··· Records shown
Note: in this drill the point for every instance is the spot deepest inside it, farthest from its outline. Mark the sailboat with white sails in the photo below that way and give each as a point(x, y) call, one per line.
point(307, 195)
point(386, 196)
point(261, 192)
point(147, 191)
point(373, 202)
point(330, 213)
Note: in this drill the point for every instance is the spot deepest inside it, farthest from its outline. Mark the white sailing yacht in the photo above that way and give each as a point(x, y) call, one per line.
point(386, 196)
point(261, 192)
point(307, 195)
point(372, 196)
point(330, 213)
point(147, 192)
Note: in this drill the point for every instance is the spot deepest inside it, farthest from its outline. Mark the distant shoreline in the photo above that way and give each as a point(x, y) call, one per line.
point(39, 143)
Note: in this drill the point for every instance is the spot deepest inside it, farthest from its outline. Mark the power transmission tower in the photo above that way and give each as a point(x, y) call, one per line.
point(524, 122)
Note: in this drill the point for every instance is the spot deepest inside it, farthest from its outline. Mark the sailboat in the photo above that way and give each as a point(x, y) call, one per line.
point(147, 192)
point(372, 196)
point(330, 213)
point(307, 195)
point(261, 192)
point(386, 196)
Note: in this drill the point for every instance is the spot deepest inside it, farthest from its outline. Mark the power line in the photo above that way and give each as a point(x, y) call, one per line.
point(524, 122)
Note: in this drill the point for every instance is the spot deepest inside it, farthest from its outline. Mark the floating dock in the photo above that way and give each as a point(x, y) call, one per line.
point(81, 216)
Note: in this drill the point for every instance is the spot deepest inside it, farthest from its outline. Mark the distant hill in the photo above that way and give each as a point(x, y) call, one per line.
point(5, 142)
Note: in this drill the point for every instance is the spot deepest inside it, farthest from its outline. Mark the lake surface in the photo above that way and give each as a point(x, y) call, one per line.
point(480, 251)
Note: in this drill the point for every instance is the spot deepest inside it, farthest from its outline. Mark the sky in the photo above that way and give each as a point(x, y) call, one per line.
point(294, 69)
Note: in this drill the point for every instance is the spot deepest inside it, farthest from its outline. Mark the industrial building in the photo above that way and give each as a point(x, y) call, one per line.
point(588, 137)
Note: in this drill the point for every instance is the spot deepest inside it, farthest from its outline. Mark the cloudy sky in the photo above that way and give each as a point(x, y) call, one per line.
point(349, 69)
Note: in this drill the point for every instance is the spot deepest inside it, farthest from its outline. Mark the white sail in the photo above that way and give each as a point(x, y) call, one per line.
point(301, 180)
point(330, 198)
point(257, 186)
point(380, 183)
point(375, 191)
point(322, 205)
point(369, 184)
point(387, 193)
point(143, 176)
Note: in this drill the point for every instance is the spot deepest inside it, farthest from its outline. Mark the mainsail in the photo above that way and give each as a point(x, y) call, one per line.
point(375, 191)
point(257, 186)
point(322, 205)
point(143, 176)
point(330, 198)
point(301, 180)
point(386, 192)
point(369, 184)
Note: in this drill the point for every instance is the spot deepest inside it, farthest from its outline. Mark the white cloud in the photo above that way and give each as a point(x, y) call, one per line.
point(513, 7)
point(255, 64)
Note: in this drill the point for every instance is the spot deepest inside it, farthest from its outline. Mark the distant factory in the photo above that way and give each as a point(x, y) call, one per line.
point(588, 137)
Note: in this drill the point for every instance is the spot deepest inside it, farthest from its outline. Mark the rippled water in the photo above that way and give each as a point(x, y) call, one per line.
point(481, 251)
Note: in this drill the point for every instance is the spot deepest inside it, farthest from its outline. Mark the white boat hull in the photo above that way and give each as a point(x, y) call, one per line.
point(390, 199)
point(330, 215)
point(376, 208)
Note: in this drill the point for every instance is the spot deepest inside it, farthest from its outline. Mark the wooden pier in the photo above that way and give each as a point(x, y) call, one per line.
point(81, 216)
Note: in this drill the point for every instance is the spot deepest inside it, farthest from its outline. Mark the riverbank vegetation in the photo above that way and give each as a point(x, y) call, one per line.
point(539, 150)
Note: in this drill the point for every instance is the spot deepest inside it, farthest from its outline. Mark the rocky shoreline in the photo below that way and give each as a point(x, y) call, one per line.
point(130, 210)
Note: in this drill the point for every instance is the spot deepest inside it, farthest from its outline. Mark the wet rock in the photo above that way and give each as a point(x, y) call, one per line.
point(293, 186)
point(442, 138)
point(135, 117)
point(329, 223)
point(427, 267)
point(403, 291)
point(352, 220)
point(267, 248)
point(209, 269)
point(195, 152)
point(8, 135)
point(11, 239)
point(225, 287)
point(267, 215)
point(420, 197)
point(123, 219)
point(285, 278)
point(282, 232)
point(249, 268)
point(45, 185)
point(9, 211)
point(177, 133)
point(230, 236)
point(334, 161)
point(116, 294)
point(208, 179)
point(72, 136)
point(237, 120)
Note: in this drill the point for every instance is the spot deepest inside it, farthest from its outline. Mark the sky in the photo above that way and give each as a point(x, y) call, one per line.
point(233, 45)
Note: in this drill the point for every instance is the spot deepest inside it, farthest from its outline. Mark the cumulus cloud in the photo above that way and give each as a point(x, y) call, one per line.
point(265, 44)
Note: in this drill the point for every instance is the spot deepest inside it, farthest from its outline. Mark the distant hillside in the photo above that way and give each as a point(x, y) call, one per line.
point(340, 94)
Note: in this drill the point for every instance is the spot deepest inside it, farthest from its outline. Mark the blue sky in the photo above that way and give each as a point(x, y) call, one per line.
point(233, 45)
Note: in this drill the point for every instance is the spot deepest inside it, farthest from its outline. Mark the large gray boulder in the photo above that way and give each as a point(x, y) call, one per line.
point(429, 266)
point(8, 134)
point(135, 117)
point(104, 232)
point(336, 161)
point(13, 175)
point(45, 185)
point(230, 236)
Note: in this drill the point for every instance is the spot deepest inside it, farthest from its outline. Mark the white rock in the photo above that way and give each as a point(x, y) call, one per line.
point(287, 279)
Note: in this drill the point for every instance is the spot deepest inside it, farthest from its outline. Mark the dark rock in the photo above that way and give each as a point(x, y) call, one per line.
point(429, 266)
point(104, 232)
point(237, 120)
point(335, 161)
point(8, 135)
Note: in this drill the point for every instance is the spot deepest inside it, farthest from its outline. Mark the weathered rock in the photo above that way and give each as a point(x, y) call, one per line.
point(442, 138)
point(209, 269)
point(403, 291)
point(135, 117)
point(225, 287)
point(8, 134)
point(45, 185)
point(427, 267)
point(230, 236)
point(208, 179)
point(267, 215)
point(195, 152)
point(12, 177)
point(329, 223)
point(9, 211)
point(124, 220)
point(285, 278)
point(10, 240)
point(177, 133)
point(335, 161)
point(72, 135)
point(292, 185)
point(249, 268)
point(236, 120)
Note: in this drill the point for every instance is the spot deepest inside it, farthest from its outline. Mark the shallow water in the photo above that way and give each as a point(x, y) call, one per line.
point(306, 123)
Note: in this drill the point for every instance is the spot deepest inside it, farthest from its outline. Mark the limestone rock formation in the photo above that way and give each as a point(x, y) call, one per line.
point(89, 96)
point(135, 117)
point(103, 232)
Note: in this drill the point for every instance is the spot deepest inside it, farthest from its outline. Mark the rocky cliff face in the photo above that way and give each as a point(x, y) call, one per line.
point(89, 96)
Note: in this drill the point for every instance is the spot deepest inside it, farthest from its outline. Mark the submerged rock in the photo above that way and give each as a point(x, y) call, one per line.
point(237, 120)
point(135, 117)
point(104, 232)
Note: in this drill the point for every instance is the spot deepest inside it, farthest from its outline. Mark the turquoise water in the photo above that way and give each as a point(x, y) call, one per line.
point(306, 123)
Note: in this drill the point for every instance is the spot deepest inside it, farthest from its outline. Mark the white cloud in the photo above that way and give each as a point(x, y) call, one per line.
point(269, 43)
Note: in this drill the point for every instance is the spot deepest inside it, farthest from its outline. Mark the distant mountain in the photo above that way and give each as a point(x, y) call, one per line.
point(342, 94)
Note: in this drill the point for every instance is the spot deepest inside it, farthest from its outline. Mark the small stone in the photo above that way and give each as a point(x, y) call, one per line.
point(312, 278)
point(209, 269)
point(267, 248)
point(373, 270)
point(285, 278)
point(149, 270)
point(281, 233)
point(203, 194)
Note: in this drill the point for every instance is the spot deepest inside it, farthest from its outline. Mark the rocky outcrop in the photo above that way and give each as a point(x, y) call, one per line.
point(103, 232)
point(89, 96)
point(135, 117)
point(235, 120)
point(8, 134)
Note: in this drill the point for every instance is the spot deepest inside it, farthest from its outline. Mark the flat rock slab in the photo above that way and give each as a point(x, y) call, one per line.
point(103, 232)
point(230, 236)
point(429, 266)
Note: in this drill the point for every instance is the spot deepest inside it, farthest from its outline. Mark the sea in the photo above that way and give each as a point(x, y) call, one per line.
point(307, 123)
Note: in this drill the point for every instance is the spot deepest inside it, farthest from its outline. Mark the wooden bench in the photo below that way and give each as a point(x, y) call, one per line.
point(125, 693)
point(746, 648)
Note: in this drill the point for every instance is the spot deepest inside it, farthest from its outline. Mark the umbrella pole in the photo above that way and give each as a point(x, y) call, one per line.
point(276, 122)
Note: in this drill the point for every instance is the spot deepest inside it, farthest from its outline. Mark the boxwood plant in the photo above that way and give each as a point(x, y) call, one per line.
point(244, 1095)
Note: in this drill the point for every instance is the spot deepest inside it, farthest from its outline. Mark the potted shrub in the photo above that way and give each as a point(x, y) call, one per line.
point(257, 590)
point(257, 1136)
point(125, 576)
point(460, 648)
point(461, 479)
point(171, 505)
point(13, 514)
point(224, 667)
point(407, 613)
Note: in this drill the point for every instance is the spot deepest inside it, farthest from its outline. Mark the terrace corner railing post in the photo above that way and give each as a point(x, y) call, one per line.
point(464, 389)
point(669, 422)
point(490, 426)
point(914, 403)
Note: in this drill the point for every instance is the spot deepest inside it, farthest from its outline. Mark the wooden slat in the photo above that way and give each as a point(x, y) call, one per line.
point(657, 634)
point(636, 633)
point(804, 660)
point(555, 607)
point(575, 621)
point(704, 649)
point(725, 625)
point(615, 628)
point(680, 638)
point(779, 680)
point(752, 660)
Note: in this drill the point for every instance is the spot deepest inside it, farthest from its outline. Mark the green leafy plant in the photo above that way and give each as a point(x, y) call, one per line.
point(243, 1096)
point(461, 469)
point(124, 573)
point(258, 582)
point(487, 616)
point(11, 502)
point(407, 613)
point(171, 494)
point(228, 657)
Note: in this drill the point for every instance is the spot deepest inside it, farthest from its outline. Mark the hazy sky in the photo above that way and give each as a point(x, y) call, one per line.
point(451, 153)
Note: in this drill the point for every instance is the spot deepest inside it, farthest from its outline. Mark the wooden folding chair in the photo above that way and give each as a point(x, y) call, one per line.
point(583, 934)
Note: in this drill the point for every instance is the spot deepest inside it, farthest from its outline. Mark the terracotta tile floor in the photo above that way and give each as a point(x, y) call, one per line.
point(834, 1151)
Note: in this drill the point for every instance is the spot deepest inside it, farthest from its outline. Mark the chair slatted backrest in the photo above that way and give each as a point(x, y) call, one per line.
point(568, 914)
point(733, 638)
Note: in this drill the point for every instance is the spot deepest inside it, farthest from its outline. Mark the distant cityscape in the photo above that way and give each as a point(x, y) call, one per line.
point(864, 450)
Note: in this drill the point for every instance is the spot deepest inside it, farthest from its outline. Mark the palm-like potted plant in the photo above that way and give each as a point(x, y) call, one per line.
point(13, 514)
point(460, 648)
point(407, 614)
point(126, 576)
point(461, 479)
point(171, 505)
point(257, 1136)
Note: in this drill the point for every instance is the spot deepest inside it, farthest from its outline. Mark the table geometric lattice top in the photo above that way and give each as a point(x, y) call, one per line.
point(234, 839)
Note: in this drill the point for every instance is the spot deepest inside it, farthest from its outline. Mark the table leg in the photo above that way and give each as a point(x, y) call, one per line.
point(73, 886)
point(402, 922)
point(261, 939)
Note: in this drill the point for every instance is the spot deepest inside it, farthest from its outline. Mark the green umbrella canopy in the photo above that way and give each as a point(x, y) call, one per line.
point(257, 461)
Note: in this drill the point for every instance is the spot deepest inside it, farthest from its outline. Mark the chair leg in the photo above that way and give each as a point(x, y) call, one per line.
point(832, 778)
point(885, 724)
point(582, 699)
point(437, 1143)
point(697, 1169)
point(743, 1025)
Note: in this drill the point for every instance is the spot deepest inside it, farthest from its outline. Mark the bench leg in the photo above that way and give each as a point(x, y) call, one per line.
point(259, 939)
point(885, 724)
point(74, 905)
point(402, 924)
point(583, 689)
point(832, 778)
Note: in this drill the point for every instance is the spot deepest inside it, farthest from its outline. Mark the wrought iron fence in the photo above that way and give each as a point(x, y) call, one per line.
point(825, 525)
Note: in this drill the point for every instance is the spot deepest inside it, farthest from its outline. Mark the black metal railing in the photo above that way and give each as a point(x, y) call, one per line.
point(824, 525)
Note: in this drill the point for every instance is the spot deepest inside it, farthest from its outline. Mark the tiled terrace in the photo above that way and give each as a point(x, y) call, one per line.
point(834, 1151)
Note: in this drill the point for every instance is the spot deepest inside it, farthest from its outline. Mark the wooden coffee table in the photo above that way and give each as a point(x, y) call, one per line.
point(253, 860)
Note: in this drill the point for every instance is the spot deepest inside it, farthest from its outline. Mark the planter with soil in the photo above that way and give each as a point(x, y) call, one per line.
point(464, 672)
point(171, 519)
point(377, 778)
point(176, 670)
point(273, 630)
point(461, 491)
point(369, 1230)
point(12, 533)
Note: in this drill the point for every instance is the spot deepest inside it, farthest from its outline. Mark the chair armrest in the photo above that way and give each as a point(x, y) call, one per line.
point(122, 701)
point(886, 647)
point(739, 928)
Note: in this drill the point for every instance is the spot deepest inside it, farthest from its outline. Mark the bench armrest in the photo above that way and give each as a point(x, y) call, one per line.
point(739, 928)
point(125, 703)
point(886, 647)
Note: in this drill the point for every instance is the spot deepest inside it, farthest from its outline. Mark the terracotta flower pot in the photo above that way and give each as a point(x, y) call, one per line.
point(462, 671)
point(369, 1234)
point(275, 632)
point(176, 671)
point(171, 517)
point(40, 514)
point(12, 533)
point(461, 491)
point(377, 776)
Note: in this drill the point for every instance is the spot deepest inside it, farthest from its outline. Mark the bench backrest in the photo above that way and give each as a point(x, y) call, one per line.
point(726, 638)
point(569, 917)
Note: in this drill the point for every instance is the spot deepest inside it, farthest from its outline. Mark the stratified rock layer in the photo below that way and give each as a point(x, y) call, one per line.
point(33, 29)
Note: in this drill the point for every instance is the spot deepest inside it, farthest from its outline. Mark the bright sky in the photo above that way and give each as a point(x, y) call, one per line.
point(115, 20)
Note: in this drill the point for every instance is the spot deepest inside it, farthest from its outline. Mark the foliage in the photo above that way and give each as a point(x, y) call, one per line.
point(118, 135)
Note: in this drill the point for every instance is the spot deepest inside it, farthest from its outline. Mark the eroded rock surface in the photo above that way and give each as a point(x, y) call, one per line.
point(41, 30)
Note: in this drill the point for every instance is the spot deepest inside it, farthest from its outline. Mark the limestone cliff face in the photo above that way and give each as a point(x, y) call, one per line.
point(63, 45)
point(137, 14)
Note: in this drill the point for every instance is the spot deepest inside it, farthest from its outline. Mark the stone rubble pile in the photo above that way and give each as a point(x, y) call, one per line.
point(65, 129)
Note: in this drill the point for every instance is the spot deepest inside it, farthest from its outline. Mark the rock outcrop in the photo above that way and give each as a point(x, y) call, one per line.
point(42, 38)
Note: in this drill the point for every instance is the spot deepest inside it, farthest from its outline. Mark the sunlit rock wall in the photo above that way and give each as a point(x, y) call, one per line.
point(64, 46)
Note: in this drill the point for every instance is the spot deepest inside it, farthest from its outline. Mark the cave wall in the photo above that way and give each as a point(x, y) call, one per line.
······
### Stated problem
Scale the lines between the ones holding "Mark the sea" and "point(307, 123)", inclusive, and write out only those lines, requests included. Multiply each point coordinate in the answers by 1.75 and round it to a whole number, with halves going up, leaving the request text unchanged.

### The reply
Note: in this drill the point for every instance is the spot deepest inside it, farthest from its outline. Mark the sea in the photo above that way and give each as a point(x, y) call, one per line.
point(537, 215)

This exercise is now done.